◆ REQUIREMENT: Reproduce every line of the entries below word for word, but leave the pictures out of your copy.

◆ MATERIAL FOR THE TASK:
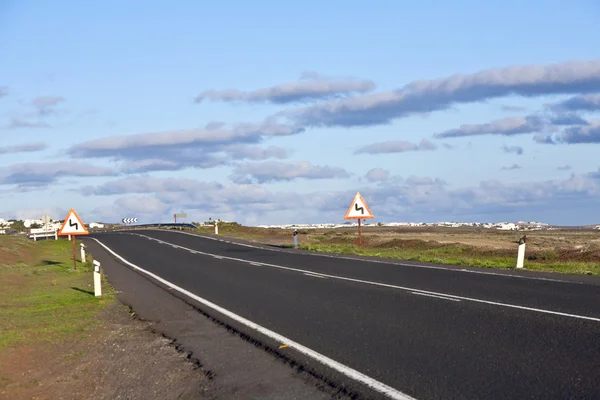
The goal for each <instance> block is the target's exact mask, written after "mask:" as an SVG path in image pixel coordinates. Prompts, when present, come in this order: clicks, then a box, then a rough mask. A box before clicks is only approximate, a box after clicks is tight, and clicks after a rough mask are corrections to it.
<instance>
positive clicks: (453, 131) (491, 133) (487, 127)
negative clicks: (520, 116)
mask: <svg viewBox="0 0 600 400" xmlns="http://www.w3.org/2000/svg"><path fill="white" fill-rule="evenodd" d="M543 127H544V123H543V121H542V120H541V119H540V118H538V117H531V116H530V117H510V118H503V119H499V120H496V121H492V122H489V123H485V124H474V125H469V124H465V125H461V126H460V128H457V129H450V130H447V131H444V132H440V133H437V134H435V137H437V138H457V137H464V136H477V135H505V136H511V135H520V134H524V133H532V132H537V131H540V130H542V129H543Z"/></svg>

◆ RESULT:
The goal for each <instance> block is the target's exact mask, written after "mask:" as an SVG path in image pixel coordinates. Prompts, when present, come in this order: clicks, then a box, then a rough mask. A box before clicks is only approximate, a box after clicks is tight, and clicks after a rough mask are corrections to it.
<instance>
positive clicks: (453, 131) (491, 133) (487, 127)
negative clicks: (520, 116)
mask: <svg viewBox="0 0 600 400" xmlns="http://www.w3.org/2000/svg"><path fill="white" fill-rule="evenodd" d="M543 127H544V123H543V121H542V120H541V119H540V118H538V117H531V116H530V117H510V118H503V119H499V120H496V121H492V122H489V123H485V124H474V125H469V124H465V125H461V126H460V128H457V129H450V130H447V131H444V132H440V133H437V134H435V137H437V138H457V137H464V136H477V135H505V136H511V135H520V134H524V133H532V132H537V131H540V130H542V129H543Z"/></svg>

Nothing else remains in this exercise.